- **Written problem**: Which lines of the data below contain the string "brass"? Report every one of them in full, with case counting.

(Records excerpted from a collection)
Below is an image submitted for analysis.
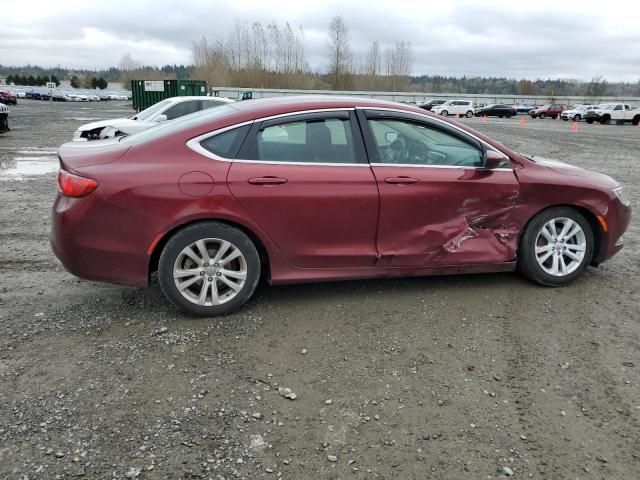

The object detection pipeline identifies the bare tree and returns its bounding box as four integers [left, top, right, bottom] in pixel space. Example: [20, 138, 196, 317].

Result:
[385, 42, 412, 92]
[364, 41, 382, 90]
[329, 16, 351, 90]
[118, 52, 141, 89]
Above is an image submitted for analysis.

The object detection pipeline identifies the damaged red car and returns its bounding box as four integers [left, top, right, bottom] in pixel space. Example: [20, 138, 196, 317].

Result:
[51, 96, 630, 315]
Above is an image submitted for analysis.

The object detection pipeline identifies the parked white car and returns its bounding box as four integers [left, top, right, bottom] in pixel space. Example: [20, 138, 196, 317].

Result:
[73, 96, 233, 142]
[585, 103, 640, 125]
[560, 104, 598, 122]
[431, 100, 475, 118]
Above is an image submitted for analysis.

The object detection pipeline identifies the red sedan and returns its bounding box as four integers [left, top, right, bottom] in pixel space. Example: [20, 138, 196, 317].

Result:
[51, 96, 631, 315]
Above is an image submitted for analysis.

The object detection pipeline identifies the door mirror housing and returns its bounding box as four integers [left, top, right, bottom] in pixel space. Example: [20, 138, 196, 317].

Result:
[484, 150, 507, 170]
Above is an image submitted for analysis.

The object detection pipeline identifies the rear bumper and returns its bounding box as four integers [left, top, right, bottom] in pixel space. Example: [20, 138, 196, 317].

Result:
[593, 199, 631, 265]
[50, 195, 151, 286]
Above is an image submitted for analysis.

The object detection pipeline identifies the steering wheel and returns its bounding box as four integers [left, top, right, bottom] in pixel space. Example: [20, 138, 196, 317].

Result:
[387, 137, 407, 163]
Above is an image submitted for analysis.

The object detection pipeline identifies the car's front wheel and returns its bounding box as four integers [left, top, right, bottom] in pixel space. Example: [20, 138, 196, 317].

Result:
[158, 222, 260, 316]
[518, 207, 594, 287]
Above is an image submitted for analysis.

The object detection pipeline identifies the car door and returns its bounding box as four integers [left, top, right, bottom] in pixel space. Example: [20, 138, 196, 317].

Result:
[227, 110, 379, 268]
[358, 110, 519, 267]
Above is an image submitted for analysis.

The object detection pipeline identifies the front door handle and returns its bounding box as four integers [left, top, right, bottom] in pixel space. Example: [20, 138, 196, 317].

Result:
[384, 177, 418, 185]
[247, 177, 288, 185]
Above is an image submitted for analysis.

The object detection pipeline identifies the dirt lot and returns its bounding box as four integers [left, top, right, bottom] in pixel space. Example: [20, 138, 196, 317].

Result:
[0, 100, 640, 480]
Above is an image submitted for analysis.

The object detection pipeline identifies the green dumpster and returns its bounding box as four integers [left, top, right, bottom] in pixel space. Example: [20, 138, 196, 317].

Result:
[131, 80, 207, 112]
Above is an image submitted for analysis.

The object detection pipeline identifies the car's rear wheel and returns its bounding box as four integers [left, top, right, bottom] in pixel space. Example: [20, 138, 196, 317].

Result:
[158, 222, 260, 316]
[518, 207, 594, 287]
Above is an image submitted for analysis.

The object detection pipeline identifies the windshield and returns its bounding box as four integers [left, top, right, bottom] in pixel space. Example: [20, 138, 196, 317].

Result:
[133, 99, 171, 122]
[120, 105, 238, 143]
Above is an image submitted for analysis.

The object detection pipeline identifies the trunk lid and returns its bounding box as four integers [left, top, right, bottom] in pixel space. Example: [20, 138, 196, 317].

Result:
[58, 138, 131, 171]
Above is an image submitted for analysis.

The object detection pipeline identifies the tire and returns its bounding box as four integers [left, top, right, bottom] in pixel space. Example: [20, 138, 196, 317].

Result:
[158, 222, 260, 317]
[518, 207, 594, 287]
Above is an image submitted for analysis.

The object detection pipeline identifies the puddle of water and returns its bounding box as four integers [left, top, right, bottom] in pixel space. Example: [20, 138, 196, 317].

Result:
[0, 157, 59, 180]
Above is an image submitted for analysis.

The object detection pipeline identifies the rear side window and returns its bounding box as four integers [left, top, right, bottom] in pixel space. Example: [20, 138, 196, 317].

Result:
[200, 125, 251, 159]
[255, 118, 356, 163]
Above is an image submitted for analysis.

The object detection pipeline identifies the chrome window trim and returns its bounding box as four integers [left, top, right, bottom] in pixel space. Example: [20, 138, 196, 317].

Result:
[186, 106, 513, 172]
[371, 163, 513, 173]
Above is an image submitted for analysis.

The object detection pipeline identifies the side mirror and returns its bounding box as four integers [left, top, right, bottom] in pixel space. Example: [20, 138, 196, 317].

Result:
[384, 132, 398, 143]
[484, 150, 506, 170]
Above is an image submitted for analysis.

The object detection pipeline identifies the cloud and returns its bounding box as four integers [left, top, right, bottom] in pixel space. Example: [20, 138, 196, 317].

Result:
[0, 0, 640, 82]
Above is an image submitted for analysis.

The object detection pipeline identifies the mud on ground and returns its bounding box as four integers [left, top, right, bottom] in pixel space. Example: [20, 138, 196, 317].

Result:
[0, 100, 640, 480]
---
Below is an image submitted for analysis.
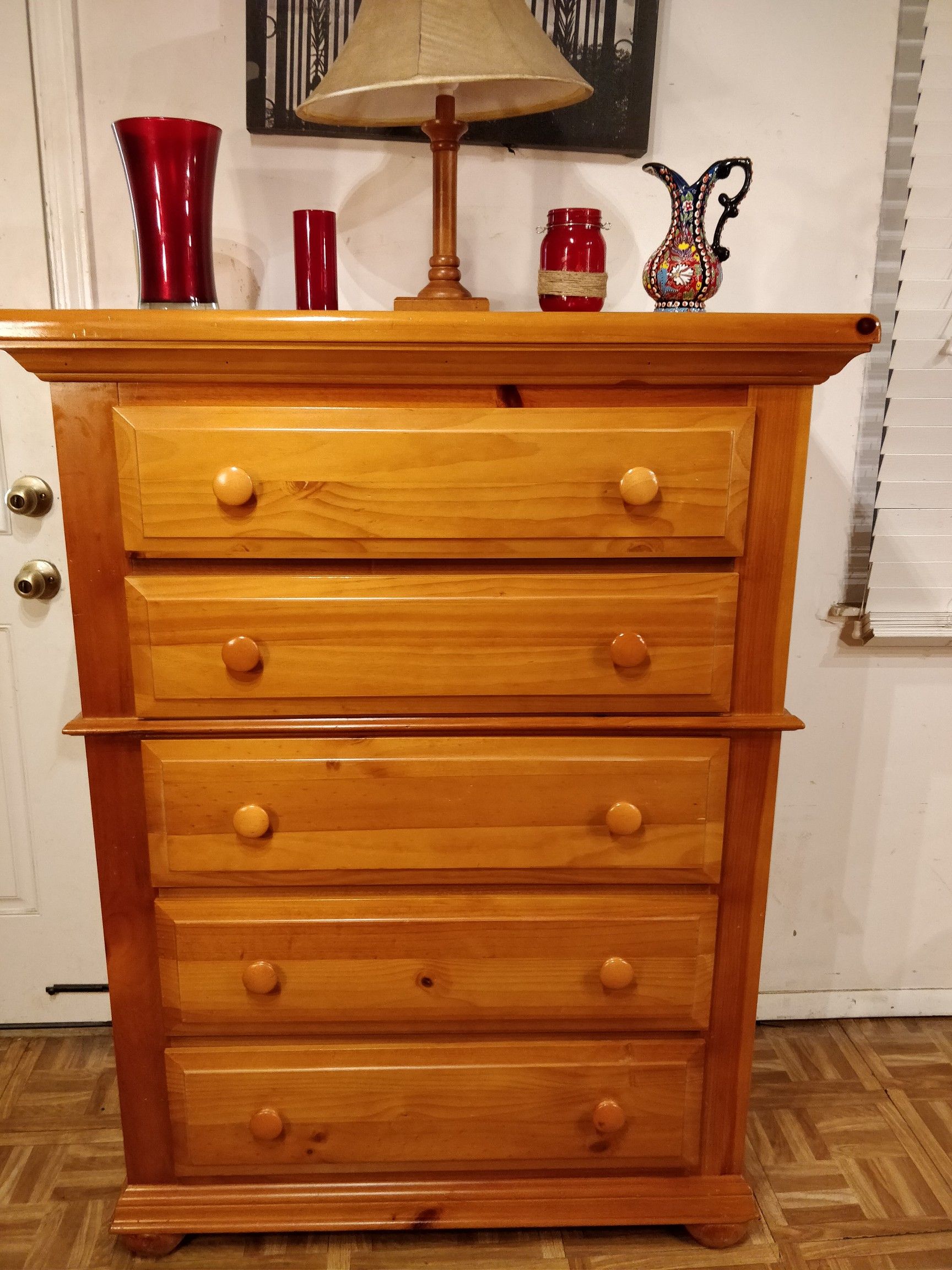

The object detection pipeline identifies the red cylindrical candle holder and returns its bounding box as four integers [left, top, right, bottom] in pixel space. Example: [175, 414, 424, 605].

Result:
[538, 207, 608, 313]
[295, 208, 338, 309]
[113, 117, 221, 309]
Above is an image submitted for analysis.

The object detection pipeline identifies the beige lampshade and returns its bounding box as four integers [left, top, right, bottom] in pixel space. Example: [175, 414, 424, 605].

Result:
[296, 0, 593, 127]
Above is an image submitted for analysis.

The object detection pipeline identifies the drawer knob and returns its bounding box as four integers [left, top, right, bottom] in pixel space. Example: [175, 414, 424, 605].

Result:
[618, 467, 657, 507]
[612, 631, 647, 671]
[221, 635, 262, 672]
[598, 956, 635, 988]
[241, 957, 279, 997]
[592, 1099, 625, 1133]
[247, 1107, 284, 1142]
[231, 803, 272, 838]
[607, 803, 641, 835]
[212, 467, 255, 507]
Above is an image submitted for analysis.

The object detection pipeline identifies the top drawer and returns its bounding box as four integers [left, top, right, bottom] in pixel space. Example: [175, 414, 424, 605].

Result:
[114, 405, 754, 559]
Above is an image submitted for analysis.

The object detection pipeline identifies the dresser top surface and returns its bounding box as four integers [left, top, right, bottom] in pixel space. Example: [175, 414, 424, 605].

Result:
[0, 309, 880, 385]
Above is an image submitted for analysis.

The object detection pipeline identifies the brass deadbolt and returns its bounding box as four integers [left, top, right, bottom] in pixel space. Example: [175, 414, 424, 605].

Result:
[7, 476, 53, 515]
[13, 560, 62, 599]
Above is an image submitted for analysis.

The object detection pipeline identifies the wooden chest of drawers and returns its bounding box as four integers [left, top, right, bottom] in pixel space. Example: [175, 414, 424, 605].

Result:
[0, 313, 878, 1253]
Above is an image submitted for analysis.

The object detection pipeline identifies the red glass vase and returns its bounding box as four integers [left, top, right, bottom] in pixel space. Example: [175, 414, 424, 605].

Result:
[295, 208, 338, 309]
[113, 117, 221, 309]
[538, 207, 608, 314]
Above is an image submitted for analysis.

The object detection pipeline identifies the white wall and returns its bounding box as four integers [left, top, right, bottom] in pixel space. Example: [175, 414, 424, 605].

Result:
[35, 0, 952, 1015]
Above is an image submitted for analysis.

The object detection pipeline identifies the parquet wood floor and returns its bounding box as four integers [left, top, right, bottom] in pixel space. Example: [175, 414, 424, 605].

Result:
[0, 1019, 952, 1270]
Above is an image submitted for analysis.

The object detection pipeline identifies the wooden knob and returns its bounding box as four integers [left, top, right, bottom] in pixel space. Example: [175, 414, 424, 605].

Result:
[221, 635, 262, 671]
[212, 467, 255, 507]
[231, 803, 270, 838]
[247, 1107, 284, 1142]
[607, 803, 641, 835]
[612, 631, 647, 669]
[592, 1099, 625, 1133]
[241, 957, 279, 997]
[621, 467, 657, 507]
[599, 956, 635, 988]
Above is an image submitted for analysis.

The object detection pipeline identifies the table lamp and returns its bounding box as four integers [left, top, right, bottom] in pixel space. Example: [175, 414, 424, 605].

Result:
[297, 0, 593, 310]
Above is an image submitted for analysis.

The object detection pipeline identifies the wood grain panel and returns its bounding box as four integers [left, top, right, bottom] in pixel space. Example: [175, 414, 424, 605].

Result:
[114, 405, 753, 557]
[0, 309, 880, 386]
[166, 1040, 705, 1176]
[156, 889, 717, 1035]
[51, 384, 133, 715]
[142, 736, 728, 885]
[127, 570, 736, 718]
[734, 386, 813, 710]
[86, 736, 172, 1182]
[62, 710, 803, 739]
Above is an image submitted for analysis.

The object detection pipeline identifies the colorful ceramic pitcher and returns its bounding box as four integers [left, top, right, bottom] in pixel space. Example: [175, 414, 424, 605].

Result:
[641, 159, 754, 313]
--
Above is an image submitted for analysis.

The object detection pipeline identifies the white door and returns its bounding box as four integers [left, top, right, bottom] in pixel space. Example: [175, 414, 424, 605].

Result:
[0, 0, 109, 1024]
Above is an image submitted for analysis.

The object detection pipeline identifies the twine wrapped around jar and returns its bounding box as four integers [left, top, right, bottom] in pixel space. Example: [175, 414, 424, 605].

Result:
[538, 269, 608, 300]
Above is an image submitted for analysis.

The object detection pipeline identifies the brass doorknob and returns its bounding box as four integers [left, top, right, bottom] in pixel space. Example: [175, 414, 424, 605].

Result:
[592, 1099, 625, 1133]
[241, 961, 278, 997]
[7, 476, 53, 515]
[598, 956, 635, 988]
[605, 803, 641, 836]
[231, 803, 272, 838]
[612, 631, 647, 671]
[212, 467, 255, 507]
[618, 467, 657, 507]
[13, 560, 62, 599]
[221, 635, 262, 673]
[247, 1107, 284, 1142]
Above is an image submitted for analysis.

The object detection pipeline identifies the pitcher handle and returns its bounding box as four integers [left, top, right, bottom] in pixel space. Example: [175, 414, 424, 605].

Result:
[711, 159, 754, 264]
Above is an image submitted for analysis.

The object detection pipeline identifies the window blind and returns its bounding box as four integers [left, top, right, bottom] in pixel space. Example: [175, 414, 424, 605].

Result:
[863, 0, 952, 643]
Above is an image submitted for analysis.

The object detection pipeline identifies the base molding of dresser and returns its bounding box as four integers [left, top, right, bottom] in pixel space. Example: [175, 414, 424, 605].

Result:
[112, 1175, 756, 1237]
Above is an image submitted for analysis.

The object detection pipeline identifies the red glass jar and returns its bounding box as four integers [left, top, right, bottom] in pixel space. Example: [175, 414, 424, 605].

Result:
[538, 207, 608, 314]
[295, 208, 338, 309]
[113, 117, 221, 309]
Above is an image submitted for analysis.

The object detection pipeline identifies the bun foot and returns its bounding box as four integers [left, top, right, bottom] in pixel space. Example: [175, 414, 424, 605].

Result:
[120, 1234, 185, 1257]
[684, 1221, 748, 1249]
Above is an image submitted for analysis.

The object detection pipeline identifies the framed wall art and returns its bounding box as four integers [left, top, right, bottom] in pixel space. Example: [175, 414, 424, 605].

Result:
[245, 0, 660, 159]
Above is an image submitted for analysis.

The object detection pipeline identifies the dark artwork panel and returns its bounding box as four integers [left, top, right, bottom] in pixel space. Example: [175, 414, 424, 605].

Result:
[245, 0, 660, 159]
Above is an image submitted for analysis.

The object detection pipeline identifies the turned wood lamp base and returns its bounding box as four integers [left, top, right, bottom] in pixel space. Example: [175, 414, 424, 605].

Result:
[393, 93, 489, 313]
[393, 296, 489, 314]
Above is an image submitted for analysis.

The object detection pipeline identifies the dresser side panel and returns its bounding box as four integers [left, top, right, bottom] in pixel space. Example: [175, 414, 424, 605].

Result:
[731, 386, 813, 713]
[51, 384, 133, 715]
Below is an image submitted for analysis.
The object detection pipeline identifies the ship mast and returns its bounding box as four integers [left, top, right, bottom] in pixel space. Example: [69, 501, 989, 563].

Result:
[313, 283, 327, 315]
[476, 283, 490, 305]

- **Solved problem**:
The object detection pipeline identifies the brass deadbolt and returns its bounding box as four integers [left, top, right, bottom] in pixel space. Example: [175, 414, 424, 605].
The object detection pipeline identifies the brass doorknob and returns its bounding box as four integers [left, top, right, bottom] in pixel space. Example: [175, 414, 424, 605].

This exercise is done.